» Data section:

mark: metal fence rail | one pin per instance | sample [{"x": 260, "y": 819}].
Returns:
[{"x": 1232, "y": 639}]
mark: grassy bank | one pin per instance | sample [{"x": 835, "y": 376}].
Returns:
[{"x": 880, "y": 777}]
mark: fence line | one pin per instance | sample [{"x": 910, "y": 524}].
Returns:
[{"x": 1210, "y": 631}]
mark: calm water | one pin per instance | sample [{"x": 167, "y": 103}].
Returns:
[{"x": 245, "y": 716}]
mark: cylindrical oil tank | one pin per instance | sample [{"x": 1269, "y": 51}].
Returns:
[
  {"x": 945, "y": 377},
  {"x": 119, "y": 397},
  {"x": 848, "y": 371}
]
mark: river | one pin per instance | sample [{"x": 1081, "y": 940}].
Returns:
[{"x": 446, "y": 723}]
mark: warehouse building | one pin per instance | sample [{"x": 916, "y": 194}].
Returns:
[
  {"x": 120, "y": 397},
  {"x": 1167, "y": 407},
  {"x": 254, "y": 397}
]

» Task goal: Reproduce all the items above, swapping every "one pin per instance" for "one point per instance" and leaving everything else unchanged.

» Result of this task:
mark: metal fence rail | one point per instance | sample [{"x": 260, "y": 819}].
Returns:
[{"x": 1232, "y": 639}]
mark: grassy bank | one point per instance | sample [{"x": 835, "y": 376}].
Returns:
[{"x": 880, "y": 777}]
mark: fence line | one point per instance | sample [{"x": 910, "y": 524}].
Returns:
[{"x": 1210, "y": 631}]
mark: calm water | one point per instance | sample [{"x": 167, "y": 103}].
Returns:
[{"x": 245, "y": 716}]
mark: cylindrical oil tank | one point per instance | sample [{"x": 1269, "y": 51}].
Returns:
[
  {"x": 945, "y": 377},
  {"x": 119, "y": 397},
  {"x": 848, "y": 371}
]
mark: river | one point per instance | sample [{"x": 1081, "y": 940}].
Returns:
[{"x": 446, "y": 723}]
mark: warehouse building | one point per instance | sample [{"x": 916, "y": 194}].
Returns:
[
  {"x": 120, "y": 397},
  {"x": 1167, "y": 407},
  {"x": 254, "y": 397}
]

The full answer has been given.